▶ _Stored items_:

══════════

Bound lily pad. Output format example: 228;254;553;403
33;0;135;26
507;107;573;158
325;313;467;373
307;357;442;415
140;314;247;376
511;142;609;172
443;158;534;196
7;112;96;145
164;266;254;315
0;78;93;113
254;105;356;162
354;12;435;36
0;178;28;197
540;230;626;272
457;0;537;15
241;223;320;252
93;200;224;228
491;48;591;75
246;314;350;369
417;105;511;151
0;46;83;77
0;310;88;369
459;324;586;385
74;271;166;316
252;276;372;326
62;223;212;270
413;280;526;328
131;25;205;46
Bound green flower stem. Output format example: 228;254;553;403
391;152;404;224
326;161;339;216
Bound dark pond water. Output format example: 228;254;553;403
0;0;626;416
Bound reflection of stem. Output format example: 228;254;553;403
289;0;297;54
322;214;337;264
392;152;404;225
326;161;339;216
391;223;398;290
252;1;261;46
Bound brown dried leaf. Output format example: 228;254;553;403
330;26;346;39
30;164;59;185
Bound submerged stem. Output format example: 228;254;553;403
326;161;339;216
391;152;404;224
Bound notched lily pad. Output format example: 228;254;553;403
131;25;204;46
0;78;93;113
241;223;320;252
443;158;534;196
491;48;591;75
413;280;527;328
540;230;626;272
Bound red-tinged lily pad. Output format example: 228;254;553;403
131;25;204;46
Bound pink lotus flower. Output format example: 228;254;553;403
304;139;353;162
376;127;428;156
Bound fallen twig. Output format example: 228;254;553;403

══════════

▶ _GIVEN INSTRUCTION_:
Could you rewrite the lines starting at the one that contains "Bound pink lotus" and ending at the last line, replacing "fallen twig" with "floating branch" and keeping everything else the same?

▶ _RESPONSE TO THE TASK_:
Bound pink lotus flower. Output format example: 228;254;553;403
304;139;353;162
376;127;428;156
Bound floating branch. Output format example: 228;254;553;403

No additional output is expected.